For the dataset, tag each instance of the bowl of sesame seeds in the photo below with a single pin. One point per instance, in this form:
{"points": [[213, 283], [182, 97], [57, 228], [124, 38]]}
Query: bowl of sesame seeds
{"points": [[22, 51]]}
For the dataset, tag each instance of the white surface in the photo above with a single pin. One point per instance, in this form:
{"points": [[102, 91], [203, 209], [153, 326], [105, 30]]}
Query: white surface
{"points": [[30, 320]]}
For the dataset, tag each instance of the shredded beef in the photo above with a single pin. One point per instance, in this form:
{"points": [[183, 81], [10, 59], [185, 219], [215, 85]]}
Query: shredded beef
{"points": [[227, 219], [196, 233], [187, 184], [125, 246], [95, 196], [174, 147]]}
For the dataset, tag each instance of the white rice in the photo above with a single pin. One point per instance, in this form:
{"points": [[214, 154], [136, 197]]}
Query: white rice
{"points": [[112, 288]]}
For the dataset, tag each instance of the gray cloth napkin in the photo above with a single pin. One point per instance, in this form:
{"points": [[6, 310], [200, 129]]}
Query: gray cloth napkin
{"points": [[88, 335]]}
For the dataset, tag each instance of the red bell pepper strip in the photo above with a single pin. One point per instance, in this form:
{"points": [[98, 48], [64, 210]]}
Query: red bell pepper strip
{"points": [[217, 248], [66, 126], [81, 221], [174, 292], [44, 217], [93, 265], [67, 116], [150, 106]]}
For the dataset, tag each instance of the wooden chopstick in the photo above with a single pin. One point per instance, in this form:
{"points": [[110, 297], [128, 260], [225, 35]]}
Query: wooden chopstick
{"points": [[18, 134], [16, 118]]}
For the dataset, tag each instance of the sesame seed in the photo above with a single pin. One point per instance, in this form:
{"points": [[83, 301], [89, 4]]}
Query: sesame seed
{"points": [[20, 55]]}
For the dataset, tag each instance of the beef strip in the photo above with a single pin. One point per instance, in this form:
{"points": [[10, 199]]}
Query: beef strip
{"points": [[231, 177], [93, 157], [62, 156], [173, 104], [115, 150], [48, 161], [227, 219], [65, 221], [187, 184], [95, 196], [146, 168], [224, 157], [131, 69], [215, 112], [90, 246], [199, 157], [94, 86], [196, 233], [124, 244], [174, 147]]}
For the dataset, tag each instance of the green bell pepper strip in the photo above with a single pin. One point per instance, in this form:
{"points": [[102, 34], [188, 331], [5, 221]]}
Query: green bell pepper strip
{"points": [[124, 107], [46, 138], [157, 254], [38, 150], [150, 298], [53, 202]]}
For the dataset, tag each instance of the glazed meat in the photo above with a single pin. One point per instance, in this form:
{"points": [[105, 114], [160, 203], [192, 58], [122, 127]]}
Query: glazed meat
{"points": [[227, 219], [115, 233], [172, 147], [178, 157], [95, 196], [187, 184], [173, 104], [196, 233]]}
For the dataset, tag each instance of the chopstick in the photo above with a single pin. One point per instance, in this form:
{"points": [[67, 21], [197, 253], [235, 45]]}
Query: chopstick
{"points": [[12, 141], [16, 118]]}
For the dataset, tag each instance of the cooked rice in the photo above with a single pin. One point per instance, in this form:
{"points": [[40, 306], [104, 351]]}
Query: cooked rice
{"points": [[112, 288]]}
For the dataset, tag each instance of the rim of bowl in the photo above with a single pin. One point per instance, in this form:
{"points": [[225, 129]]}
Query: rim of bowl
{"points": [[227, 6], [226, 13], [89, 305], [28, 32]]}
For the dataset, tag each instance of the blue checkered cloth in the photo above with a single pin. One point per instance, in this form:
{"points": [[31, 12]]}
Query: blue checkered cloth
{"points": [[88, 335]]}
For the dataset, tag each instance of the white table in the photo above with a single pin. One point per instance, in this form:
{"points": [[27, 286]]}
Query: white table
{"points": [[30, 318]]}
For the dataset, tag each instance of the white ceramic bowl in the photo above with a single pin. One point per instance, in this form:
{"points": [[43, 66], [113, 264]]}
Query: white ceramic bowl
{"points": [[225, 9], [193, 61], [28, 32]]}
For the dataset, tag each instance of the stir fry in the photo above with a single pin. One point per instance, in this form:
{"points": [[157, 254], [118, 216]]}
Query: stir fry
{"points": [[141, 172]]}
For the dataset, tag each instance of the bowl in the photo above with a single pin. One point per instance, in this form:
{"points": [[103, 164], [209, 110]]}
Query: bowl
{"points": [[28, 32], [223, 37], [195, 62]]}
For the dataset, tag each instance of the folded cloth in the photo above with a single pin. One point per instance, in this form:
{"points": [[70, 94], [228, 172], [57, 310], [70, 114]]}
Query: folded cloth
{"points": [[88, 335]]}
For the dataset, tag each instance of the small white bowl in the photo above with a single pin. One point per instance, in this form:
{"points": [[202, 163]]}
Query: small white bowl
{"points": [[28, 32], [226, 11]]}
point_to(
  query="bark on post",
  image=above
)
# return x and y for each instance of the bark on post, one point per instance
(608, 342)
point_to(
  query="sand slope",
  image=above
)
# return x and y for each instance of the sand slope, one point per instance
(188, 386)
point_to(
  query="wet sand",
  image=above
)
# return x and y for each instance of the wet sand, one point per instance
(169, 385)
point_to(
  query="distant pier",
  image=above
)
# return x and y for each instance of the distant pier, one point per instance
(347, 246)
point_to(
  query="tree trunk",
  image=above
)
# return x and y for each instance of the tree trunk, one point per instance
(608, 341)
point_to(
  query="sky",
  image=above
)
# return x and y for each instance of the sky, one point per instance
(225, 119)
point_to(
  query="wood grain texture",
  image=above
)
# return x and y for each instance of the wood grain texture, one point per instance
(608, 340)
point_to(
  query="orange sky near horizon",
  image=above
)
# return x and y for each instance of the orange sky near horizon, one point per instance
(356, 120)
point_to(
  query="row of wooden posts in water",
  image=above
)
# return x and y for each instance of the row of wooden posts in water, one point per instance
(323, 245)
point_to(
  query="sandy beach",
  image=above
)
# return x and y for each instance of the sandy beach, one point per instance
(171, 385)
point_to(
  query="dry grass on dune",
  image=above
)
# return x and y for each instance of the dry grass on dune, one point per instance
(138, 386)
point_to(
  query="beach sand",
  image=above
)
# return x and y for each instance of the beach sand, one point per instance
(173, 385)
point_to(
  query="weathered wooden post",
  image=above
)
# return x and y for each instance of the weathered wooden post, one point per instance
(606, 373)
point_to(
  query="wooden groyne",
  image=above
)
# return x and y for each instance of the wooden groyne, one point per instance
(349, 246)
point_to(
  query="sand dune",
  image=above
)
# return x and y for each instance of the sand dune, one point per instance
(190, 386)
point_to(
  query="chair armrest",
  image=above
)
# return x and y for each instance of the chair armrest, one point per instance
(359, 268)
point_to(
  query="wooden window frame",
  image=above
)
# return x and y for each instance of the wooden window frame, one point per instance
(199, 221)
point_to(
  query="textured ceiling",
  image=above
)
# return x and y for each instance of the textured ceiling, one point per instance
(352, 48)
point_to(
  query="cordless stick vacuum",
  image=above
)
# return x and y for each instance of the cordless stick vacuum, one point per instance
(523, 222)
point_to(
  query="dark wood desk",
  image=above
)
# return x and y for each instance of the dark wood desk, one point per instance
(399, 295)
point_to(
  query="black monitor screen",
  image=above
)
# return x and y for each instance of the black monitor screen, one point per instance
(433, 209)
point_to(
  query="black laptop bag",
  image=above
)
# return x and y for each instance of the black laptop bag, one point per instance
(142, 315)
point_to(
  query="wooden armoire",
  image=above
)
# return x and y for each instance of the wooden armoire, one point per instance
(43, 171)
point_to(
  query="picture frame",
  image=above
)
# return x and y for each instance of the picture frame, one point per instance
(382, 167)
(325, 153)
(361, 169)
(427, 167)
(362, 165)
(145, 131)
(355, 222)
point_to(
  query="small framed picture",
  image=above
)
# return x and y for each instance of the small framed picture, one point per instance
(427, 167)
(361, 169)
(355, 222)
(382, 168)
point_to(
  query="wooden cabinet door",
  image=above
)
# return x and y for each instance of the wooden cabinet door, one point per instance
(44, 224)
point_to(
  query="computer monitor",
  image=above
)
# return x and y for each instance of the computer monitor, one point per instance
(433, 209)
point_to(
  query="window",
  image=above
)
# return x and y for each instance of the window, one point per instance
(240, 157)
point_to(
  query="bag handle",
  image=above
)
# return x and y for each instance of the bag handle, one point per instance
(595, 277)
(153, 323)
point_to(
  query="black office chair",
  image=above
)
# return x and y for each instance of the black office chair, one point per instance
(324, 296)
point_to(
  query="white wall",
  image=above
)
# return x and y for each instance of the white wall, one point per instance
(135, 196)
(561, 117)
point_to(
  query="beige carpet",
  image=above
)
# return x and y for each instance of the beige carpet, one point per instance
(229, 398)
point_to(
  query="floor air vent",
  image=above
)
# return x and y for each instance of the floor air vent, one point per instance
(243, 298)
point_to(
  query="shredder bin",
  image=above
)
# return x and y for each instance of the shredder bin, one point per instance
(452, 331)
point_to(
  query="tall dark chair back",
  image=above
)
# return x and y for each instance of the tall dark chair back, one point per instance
.....
▸ Description of the task: Select every line of the material above that contains the string "slope", and copy each selected line in full.

▸ Full output:
  query="sand slope",
# return x and y for each instance of the sand slope, one point per instance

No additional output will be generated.